----- DOCUMENT EXTRACT -----
However, the action of the U.S. Supreme Court is significant because it also necessarily rejects a converse proposition: that the scope of permissible government regulation of election activity is limited to conduct which constitutes “express advocacy.”  The Independence Institute case is relevant to the John Doe Investigation because both cases raise the legal question of whether the U.S. Constitution permits any regulation of election activity other than “express advocacy” or its functional equivalent.  “Express advocacy” is usually defined as a communication that expressly advocates for the election or defeat of a clearly identified candidate.

The Independence Institute is a nonprofit organization.  It challenged disclosure requirements contained in the McCain-Feingold Act which would have required it to disclose its donors if it spent more than $10,000 on “electioneering communications” in the 60 days before a general election (or the 30 days before a primary election).  The group argued that this statutory requirement was unconstitutional because it went beyond the regulation of express advocacy.  As described by Judge Wilkins in an earlier proceeding in the D.C. Circuit, the argument of the Independence Institute reduced to the argument that “the only speech that should be considered an electioneering communication, and therefore trigger the BCRA’s reporting and disclosure requirements, is speech that is ‘unambiguously related’ to a campaign.”  The group wanted the Court to rule that the disclosure requirement in the statute could only be enforced in instances involving express advocacy.
----- COLLECTED DATA -----
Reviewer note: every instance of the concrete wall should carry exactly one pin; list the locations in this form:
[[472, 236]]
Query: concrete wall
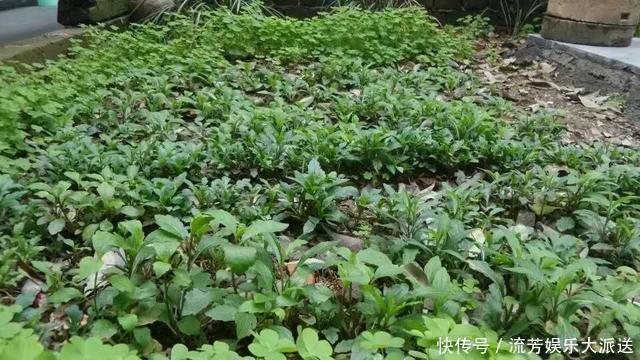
[[10, 4]]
-----
## SET TASK
Continue the text on the Independence Institute's disclosure case from where it stops.

## ANSWER TO THE EXERCISE
If this sounds familiar, it is because the legal argument advanced by the Independence Institute is parallel to the reasoning adopted by the Wisconsin Supreme Court in its opinion ending the John Doe Investigation (State ex rel. Two Unnamed Petitioners v. Peterson, 2015 WI 85).  In that case, the Wisconsin Supreme Court held that the First Amendment required the Wisconsin statutes prohibiting independent groups from coordinating with candidate campaign committees to be read in a manner that limited their enforcement to the policing of express advocacy:

[W]e hold that the definition of “political purposes” in Wis. Stat. § 11.01(16) is unconstitutionally overbroad and vague under the First Amendment to the United States Constitution and Article 1, Section 3 of the Wisconsin Constitution because its language “‘is so sweeping that its sanctions may be applied to constitutionally protected conduct which the state is not permitted to regulate.'”  . . . . However, a readily available limiting construction exists that we will apply and that will prevent the chilling of otherwise protected speech; namely, “political purposes” is limited to express advocacy and its functional equivalent as those terms are defined in Buckley v. Valeo, 424 U.S. 1 (1976), and Fed. Election Comm’n v. Wis. Right to Life, Inc., 551 U.S. 449 (2007) . . . With this limiting construction in place, Chapter 11 does not proscribe any of the alleged conduct of any of the Unnamed Movants. The special prosecutor has not alleged any express advocacy, and issue advocacy, whether coordinated or not, is “beyond the reach of [Ch. 11].” . . .  Accordingly, we invalidate the special prosecutor’s theory of the case, and we grant the relief requested by the Unnamed Movants. . . . To be clear, this conclusion ends the John Doe investigation because the special prosecutor’s legal theory is unsupported in either reason or law. Consequently, the investigation is closed.  (emphasis added) (citations omitted) (2015 WI 85, para. 10-11)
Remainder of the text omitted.